Text block:
Though less critical, it is also better when making cheese to use non-homogenized milk (sometimes referred to as “cream-top”). Lastly, you should opt for whole-fat milk for best results for most types of cheeses.

Many of our customers have luck finding good cheesemaking milk by sticking with milk producers that are local or at least regional, as these producers are less apt to ultra-pasteurize their milk and may even offer the non-homogenized variety of their product.

 

  1. Other ingredients

The other ingredients you will need vary greatly according to the type of cheese you are making. Every type of cheese has its own requirements for type of culture (bacteria), coagulant, salt, etc. Below are links to our recipes for a few types of cheeses. Please consult these recipes to create your shopping list.

IMPORTANT: Please read your recipe completely before starting your cheese make.

Easy/Beginner Cheeses

Chevre (traditionally made with goat milk but can be made with cow milk)

Cream cheese (requires cream instead of milk)

Queso blanco

Intermediate/Advanced Cheeses

Feta (traditionally made with goat milk but can be made with cow milk)

Mozzarella

Cheddar/cheddar cheese curds

Brie/Camembert

Gouda

Swiss

You may note that pH (acidity of the milk/cheese) is often mentioned along the way in our recipes. We encourage cheesemakers to monitor pH during the process because it can help troubleshoot if there are problems, but it is not absolutely necessary in most cases.

Prompt: In the cheesemaking text, which kind of milk should you choose for the best results with most cheeses?

Data for review:
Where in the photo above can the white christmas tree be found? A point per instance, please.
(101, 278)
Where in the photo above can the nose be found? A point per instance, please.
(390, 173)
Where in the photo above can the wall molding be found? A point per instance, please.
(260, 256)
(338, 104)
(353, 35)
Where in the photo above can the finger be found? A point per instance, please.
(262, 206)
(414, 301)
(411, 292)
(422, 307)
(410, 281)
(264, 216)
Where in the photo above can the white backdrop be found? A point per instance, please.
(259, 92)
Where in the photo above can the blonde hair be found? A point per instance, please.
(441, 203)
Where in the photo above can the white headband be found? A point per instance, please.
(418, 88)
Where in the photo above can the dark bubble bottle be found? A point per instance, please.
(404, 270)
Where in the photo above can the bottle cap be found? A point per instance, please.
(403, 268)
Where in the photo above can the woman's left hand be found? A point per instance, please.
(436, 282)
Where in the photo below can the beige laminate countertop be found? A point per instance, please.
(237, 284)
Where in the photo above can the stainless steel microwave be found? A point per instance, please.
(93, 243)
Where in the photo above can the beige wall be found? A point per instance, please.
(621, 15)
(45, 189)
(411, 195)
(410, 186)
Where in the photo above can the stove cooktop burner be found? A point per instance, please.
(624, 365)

Answer area: Whole-fat milk.